• Testo del documento
++++++++++

La sinfonia sulla sofferenza degli Innocenti: intervista con il Rabbino Rav David
Rosen
E’ ancora vasta l’eco in Terra Santa delle celebrazioni sinfonico-catechetiche sulla
sofferenza degli Innocenti realizzate da Kiko Arguello, uno degli iniziatori del Cammino
neocatecumenale. Una delle due esecuzioni musicali si è tenuta a Gerusalemme, con
gli ebrei. A partecipare all’incontro anche Rav David Rosen, ex-Gran Rabbino
d’Irlanda e Consigliere del Gran Rabbinato d’Israele per gli Affari Interreligiosi
e le relazioni con la Santa Sede. Debora Donnini gli ha chiesto se questi incontri
siano importanti nel dialogo ebraico - cristiano e nel sottolineare ciò che unisce
R. – First
of all encounters I think… Innanzitutto, penso che tutti gli incontri tra
persone di buona volontà siano importanti e quando sono incontri tra persone di fede
sono ancora più importanti. Quando non utilizziamo solamente l’aspetto cognitivo,
ma anche l’aspetto musicale, questi eventi acquisiscono un’importanza ancora più grande.

++++++++++

(Record da una raccolta di dati)
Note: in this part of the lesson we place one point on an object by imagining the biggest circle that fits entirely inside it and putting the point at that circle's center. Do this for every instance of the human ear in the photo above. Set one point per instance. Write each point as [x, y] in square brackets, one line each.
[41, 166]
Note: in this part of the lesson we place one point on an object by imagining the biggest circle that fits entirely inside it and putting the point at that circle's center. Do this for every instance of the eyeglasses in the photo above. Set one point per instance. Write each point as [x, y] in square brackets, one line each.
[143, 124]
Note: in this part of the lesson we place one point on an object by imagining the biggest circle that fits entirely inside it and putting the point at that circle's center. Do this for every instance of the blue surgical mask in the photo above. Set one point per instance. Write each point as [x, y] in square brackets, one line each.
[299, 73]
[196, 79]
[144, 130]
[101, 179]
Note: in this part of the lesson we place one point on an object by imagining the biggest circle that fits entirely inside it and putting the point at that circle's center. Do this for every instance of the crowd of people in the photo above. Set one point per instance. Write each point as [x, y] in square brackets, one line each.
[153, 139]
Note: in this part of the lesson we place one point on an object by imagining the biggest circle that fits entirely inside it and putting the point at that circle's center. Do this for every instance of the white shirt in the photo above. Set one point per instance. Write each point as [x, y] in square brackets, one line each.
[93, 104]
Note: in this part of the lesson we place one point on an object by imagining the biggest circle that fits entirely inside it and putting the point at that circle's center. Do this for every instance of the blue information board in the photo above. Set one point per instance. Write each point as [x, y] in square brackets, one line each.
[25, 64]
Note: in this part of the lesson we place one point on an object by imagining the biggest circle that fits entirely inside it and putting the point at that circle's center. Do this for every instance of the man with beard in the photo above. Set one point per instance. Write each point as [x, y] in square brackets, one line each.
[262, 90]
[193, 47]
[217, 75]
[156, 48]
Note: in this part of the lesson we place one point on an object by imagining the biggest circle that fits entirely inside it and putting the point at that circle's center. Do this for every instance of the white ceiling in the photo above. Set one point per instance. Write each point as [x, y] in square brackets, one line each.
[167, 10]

++++++++++

• Descrizione esercizio
Nell'intervista sulla sinfonia degli Innocenti, quale incarico presso il Gran Rabbinato d'Israele viene attribuito a Rav David Rosen?

• Soluzione
È Consigliere del Gran Rabbinato d'Israele per gli Affari Interreligiosi e le relazioni con la Santa Sede.